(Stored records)
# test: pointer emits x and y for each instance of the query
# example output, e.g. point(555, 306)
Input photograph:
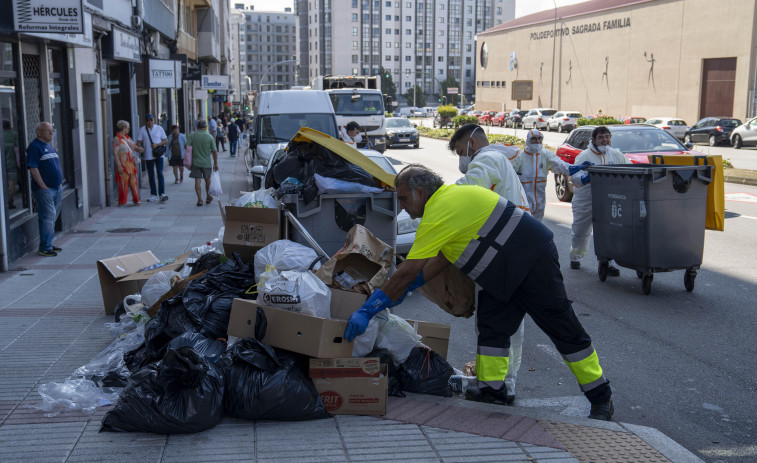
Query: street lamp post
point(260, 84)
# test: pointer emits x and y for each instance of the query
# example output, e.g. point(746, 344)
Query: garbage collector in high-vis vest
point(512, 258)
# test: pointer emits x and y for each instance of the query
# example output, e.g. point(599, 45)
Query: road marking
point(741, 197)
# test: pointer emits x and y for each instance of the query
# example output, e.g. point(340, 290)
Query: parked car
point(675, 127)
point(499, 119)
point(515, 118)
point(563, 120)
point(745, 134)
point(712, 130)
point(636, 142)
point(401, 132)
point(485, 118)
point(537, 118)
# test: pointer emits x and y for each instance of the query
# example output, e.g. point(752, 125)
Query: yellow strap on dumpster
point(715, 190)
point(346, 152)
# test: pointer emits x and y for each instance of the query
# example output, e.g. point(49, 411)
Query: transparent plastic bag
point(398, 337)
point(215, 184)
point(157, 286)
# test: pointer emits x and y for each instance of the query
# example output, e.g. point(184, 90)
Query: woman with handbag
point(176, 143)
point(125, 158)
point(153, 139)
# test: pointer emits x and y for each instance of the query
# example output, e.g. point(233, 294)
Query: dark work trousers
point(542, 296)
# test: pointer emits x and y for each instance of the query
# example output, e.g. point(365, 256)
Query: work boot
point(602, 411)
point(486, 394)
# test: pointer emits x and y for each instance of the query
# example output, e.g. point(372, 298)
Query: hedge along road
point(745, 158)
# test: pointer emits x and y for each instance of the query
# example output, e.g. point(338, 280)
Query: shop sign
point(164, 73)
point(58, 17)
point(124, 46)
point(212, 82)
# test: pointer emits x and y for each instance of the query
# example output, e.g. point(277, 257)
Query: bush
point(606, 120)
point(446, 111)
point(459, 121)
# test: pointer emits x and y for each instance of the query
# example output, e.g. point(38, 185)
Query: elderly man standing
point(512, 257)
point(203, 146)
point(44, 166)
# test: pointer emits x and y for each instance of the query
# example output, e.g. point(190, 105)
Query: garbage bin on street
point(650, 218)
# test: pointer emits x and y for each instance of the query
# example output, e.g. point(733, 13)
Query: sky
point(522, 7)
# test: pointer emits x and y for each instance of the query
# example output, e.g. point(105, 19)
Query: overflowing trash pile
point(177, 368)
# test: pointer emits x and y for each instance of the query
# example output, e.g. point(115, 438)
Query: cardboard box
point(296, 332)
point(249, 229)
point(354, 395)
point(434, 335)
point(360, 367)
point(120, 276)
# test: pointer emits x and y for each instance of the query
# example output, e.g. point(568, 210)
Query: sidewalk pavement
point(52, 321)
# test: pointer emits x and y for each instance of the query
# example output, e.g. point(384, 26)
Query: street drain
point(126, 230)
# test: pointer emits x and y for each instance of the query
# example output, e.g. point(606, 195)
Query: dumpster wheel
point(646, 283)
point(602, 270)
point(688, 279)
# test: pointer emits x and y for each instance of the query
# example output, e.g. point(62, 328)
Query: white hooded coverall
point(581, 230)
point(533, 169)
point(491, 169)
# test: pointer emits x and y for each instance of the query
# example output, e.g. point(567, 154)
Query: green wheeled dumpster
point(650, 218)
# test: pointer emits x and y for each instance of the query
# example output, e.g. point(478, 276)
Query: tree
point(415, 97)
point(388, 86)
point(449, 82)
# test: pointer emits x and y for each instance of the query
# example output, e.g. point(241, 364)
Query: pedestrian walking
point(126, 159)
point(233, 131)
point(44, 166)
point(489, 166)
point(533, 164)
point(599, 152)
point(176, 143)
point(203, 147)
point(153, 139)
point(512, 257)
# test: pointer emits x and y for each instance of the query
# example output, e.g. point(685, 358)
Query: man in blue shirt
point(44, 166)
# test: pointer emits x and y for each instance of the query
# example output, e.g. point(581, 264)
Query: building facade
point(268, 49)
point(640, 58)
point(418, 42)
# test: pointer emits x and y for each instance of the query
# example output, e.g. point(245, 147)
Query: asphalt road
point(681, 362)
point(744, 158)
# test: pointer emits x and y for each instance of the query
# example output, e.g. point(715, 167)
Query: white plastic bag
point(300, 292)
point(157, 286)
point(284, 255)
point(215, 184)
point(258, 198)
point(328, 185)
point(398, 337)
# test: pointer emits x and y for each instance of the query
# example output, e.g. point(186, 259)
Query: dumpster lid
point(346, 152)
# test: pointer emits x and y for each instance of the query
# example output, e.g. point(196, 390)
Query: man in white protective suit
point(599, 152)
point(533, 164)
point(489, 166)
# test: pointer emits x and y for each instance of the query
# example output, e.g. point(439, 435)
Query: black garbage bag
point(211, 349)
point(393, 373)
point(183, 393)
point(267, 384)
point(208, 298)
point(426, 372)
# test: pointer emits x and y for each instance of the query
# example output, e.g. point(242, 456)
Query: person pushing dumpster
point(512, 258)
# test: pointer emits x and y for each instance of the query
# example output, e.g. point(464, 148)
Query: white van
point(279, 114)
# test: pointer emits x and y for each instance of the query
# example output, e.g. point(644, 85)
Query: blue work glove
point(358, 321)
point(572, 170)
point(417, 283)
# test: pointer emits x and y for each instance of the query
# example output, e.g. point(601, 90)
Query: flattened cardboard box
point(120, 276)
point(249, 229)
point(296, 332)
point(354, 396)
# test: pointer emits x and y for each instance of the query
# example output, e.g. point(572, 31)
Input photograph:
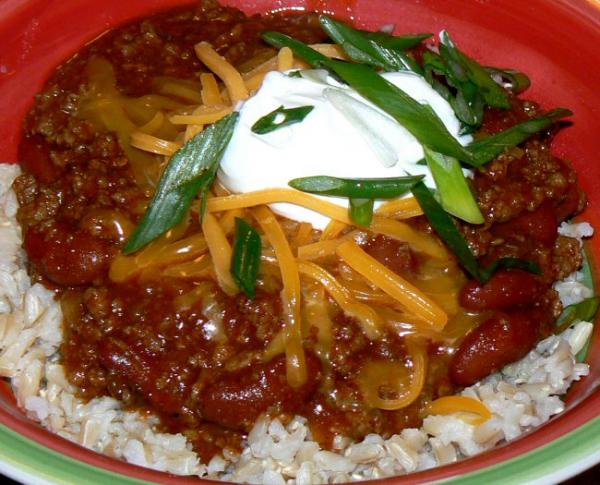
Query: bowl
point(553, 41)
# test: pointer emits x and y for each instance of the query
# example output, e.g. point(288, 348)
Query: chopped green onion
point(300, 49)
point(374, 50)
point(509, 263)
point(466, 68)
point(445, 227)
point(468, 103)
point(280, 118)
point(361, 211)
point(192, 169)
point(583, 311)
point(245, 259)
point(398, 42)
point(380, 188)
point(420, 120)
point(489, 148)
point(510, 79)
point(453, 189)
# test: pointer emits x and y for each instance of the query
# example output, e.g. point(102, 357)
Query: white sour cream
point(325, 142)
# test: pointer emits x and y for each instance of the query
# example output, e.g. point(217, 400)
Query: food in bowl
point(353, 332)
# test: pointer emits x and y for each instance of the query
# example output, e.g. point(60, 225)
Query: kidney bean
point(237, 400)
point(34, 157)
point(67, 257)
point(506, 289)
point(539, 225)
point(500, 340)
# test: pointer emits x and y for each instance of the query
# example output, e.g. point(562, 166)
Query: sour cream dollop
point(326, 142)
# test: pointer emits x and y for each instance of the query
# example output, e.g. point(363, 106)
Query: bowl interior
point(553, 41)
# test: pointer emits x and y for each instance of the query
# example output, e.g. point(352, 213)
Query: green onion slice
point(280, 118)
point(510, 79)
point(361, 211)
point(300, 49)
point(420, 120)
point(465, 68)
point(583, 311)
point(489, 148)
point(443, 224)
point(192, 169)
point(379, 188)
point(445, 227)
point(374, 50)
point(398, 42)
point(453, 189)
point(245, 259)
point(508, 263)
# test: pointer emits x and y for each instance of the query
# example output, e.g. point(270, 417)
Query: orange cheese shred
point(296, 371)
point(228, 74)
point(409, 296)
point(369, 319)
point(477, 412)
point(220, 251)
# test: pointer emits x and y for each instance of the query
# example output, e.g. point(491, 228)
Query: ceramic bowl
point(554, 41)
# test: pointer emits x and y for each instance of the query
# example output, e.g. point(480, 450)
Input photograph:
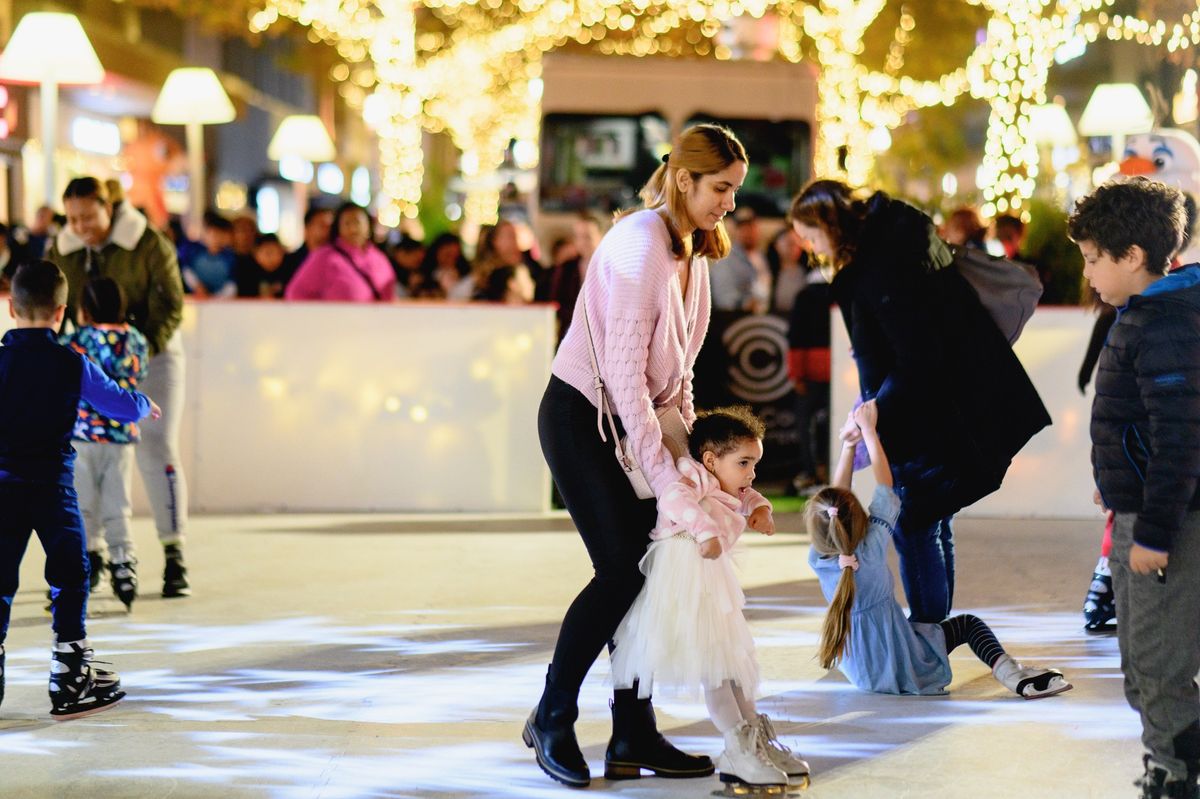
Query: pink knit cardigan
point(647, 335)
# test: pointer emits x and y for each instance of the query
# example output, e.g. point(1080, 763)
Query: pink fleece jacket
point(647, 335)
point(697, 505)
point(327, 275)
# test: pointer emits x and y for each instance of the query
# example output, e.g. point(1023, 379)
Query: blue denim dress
...
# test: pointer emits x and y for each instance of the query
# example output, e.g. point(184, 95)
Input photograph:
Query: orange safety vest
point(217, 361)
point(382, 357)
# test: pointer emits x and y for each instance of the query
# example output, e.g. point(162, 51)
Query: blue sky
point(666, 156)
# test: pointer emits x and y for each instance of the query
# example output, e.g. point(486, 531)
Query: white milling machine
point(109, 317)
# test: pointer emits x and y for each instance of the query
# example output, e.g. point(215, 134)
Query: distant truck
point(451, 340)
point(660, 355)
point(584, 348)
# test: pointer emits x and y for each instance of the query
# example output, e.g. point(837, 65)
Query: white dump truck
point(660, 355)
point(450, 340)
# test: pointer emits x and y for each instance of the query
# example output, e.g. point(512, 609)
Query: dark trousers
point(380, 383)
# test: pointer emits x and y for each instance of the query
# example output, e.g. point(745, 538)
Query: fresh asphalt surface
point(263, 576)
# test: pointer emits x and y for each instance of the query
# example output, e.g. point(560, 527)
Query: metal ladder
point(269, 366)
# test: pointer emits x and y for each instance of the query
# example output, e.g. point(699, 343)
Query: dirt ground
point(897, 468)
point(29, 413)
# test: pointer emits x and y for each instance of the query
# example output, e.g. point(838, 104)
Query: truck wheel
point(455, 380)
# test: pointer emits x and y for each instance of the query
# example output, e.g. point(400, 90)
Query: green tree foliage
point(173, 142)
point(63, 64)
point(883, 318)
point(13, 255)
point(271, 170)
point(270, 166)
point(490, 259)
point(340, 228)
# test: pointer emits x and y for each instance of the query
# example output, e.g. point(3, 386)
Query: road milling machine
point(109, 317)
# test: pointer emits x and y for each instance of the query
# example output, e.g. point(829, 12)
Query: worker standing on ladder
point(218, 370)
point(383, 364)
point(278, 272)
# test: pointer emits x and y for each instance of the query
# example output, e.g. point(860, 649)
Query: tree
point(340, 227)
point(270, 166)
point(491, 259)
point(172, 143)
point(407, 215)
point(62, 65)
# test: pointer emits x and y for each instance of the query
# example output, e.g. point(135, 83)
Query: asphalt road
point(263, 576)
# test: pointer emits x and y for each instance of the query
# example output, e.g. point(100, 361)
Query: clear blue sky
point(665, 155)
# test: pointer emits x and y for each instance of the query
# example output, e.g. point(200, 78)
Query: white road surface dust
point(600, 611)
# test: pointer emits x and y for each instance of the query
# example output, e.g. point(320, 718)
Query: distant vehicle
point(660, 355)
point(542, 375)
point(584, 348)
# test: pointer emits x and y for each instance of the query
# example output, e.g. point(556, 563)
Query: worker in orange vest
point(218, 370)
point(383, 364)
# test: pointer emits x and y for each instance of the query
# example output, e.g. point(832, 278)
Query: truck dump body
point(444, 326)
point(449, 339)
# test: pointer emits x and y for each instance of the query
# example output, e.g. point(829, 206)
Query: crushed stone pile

What needs to be done:
When the line with "# example output, e.g. point(62, 328)" is reached in the data above, start copying there, and copy each line exactly until the line with "# example output, e.g. point(644, 85)" has been copied; copy nothing else.

Expected answer:
# example output, e.g. point(62, 328)
Query: white hooded coverall
point(581, 230)
point(533, 169)
point(491, 169)
# test: pointer emits x and y for each instance of the query
# example output, e.g. point(567, 154)
Query: green wheeled dumpster
point(650, 218)
# test: pointer emits x and y for each instance of the query
# example output, e.g. point(478, 276)
Query: tree
point(415, 97)
point(388, 86)
point(449, 82)
# test: pointer emits x and y for each instance of the query
# example output, e.g. point(241, 364)
Query: pedestrian walking
point(126, 159)
point(233, 131)
point(44, 166)
point(489, 166)
point(533, 164)
point(599, 152)
point(176, 143)
point(203, 147)
point(153, 139)
point(512, 257)
# test: pointer emits x and y for each instance of the query
# example output, e.g. point(685, 358)
Query: man in blue shirt
point(44, 166)
# test: pointer emits x and y for each instance of the query
# example output, e.g. point(581, 264)
Query: building facade
point(268, 49)
point(640, 58)
point(418, 42)
# test: pointer emits x and y for each instance of the query
# example output, e.g. point(245, 147)
Query: asphalt road
point(681, 362)
point(744, 158)
# test: pointer emits x and y for each instance of the query
# example output, e.g. point(715, 167)
Query: white plastic bag
point(300, 292)
point(157, 286)
point(284, 255)
point(215, 184)
point(258, 198)
point(328, 185)
point(398, 337)
# test: pointer emits x and y for each instance of the query
# example output, e.g. point(186, 259)
Query: dumpster lid
point(346, 152)
# test: pointer emits x and y for each instance of the query
# example output, e.g. point(196, 390)
Query: man in white protective suit
point(599, 152)
point(533, 164)
point(489, 166)
# test: pointer emits x and y for each instance of the query
# example output, e.g. point(439, 435)
Query: black garbage bag
point(211, 349)
point(393, 373)
point(183, 393)
point(267, 384)
point(208, 298)
point(426, 372)
# test: pointer emits x and y for each instance of the query
# example output, e.g. point(242, 456)
Query: person pushing dumpster
point(512, 258)
# test: pointer emits x and y for each instance of the query
# example output, e.g. point(464, 148)
Query: white van
point(279, 114)
# test: pointer emits x and y for each instance of the query
# example output, e.g. point(644, 85)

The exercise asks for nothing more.